## EXTRACT
--- START ---

V711 Tau = HR 1099. This source is one of the most active and most well-studied RS CVn binaries. It consists of two subgiants in a close two-day orbit with a double-lined spectrum. The K1 component is the active star and more rapidly rotating, the G5-component comparably inactive with narrow spectral lines. The light variations are attributed to the rapidly rotating and heavily spotted K star (see, e.g., Vogt et al. 1999; Strassmeier & Bartus 2000). It is one of the faintest stars observed by BRITE.

IQ Aur = HR 1732. This star is among the hottest known Ap Si star (Bohlender et al. 1993). IQ Aur was discovered to be an X-ray emitter and explained by a magnetically confined wind-shock model (Babel & Montmerle 1997). Its period of 2.466 d is the rotation period of the star and was initially obtained from spectroscopic observations by Deutsch (1947) and confirmed by many others in the meantime. Rakos (1962) obtained the same period from intermediate-band photometric observations, which was again confirmed later by Pyper & Adelman (1985) among others. However, the photometric amplitude never exceeded 002 and thus the periods from photometry remain utterly uncertain.

--- END ---

## DATA EXCERPTS

--- START ---

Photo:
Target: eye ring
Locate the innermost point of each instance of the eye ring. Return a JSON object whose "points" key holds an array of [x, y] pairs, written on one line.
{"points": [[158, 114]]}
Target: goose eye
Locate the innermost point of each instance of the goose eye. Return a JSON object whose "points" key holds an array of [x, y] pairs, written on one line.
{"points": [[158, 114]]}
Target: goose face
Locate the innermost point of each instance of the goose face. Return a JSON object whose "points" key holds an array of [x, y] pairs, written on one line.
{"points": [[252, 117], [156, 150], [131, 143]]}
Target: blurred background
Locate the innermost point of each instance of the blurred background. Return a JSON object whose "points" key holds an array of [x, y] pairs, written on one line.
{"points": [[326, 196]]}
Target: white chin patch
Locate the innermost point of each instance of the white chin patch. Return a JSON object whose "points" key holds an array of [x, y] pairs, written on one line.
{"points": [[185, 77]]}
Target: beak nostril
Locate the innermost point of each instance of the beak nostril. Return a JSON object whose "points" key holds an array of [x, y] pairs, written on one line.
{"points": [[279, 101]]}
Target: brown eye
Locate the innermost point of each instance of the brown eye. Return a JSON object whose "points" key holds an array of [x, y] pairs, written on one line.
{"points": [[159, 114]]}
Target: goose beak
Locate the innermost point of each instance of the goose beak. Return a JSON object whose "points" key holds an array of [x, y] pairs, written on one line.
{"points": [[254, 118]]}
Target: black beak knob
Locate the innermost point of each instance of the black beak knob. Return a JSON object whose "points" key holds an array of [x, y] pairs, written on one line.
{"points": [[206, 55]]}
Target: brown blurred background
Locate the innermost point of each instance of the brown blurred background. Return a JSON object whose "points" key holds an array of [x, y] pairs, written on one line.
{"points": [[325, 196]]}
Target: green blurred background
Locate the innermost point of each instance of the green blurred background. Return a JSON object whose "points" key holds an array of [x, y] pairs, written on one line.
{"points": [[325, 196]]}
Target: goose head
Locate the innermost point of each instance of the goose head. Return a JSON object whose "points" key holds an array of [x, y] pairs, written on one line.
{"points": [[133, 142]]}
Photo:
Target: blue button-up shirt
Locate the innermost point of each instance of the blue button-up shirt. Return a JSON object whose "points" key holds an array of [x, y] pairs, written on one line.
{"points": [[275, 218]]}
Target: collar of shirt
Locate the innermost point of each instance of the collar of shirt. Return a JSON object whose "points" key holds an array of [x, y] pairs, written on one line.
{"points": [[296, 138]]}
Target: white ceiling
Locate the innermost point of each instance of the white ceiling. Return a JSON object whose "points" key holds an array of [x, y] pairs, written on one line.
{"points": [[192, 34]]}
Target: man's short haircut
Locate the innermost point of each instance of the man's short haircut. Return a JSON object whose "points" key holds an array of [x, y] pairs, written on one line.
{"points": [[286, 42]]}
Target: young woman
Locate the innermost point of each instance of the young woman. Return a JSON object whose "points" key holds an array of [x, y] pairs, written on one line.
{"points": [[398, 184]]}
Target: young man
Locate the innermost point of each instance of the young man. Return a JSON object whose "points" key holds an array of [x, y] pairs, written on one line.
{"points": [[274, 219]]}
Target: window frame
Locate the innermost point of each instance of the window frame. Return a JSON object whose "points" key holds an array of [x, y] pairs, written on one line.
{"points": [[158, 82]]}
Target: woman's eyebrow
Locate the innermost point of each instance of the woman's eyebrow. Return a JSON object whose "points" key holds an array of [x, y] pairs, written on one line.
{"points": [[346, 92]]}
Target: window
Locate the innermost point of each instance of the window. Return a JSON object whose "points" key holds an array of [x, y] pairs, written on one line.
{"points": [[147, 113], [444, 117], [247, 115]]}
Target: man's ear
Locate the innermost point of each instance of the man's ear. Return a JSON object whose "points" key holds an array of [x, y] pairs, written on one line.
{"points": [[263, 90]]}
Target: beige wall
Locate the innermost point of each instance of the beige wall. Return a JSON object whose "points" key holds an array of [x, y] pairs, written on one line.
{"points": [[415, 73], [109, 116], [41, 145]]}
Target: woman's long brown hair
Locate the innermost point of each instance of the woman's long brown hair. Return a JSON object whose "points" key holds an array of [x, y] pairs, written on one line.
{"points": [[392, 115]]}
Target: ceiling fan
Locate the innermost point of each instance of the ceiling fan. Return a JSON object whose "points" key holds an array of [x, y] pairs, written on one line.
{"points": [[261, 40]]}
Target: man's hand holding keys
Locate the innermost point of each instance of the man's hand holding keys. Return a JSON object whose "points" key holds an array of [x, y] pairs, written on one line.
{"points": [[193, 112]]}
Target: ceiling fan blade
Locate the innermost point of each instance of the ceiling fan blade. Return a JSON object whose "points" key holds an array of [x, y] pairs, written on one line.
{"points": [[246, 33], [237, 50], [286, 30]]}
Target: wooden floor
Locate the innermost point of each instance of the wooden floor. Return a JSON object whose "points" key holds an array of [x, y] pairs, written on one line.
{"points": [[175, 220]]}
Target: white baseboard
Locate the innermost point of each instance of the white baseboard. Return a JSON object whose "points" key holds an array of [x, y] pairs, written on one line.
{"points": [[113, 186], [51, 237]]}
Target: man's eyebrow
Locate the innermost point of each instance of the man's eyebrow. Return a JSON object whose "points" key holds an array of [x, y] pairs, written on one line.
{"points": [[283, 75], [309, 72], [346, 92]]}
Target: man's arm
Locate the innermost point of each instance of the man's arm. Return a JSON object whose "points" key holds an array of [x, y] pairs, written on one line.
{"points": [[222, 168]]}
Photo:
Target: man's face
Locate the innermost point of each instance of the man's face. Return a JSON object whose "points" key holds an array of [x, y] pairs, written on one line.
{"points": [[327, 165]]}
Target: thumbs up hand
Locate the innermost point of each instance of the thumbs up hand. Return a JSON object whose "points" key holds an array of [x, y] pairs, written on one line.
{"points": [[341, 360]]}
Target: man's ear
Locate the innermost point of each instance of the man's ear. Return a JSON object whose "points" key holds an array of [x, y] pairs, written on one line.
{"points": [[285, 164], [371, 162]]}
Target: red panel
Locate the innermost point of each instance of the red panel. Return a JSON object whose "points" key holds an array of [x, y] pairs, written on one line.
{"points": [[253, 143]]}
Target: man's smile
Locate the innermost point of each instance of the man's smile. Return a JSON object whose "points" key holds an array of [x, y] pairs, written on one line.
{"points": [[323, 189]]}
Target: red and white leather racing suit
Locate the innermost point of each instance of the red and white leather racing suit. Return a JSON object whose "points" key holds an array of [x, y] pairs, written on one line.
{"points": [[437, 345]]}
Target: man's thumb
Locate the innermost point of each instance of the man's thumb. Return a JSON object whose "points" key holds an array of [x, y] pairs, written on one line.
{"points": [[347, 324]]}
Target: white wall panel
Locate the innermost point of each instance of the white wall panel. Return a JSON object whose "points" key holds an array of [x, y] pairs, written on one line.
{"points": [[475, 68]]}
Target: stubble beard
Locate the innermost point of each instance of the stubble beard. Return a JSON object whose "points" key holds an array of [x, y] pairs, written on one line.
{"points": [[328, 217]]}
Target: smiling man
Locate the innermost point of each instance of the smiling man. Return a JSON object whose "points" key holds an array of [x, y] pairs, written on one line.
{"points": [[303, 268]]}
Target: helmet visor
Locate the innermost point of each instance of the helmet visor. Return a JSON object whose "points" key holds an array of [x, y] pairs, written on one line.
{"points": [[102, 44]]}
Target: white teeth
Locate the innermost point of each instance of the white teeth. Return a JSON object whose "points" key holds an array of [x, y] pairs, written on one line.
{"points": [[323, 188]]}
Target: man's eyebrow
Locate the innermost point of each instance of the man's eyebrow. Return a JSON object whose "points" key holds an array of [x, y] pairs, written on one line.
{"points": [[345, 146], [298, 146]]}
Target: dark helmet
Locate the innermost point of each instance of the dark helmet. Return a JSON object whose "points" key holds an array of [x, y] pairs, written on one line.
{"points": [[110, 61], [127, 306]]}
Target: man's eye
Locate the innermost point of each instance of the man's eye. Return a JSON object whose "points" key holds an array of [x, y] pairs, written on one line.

--- END ---

## WHAT YOU ARE ASKED TO DO
Set down, word for word, everything in the star descriptions from "IQ Aur = HR" down to "remain utterly uncertain.".

## TASK RESPONSE
IQ Aur = HR 1732. This star is among the hottest known Ap Si star (Bohlender et al. 1993). IQ Aur was discovered to be an X-ray emitter and explained by a magnetically confined wind-shock model (Babel & Montmerle 1997). Its period of 2.466 d is the rotation period of the star and was initially obtained from spectroscopic observations by Deutsch (1947) and confirmed by many others in the meantime. Rakos (1962) obtained the same period from intermediate-band photometric observations, which was again confirmed later by Pyper & Adelman (1985) among others. However, the photometric amplitude never exceeded 002 and thus the periods from photometry remain utterly uncertain.